#### Entries provided:
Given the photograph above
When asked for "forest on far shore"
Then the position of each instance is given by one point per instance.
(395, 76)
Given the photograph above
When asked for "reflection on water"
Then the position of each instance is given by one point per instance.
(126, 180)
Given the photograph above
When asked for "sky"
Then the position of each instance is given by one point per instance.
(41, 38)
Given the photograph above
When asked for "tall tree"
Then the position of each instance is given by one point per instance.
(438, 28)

...

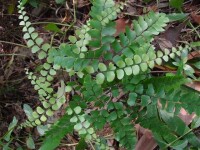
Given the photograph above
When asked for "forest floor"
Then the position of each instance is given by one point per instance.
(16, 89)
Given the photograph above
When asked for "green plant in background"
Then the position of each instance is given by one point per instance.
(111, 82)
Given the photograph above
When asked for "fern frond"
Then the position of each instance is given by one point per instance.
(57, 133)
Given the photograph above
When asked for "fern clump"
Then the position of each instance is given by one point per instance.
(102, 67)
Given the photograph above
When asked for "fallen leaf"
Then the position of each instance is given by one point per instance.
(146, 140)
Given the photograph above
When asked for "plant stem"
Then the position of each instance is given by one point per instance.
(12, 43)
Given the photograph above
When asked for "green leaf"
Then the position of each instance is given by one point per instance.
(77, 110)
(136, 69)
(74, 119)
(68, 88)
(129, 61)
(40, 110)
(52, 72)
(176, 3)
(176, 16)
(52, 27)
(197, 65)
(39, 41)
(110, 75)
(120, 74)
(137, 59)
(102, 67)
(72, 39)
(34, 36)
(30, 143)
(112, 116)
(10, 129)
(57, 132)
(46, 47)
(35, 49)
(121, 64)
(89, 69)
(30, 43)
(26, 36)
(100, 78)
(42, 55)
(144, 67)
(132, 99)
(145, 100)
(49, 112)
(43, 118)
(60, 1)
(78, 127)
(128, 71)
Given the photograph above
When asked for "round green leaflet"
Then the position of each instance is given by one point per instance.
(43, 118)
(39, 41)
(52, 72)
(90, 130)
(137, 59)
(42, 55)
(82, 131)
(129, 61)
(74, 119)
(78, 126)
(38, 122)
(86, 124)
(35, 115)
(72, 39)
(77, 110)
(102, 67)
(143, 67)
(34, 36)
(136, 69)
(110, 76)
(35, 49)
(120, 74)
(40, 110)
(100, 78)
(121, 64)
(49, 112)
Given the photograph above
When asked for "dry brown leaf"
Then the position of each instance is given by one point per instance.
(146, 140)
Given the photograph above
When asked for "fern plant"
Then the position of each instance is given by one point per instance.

--

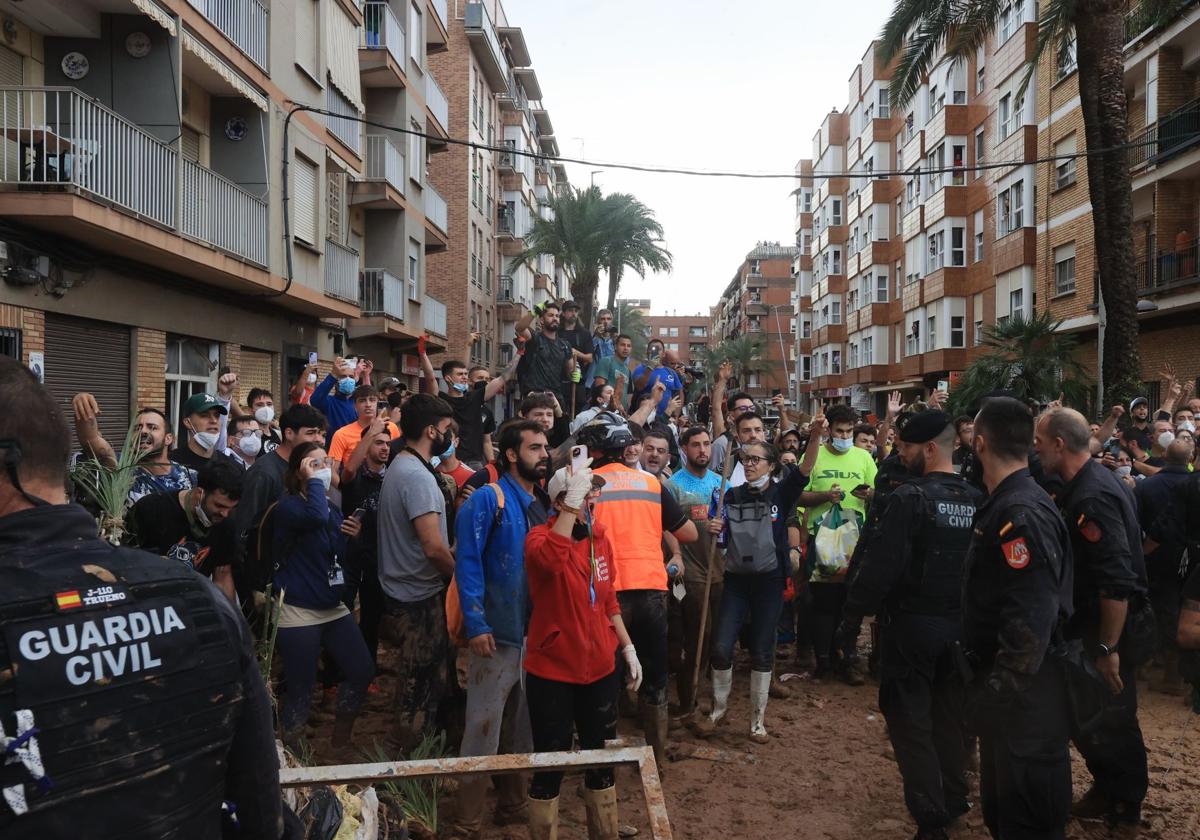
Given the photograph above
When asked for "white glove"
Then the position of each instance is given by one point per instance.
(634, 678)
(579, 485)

#### Directions for this task:
How many lines in the data above contain the string "plant"? Case counts; reply with the number only.

#### Task answer:
3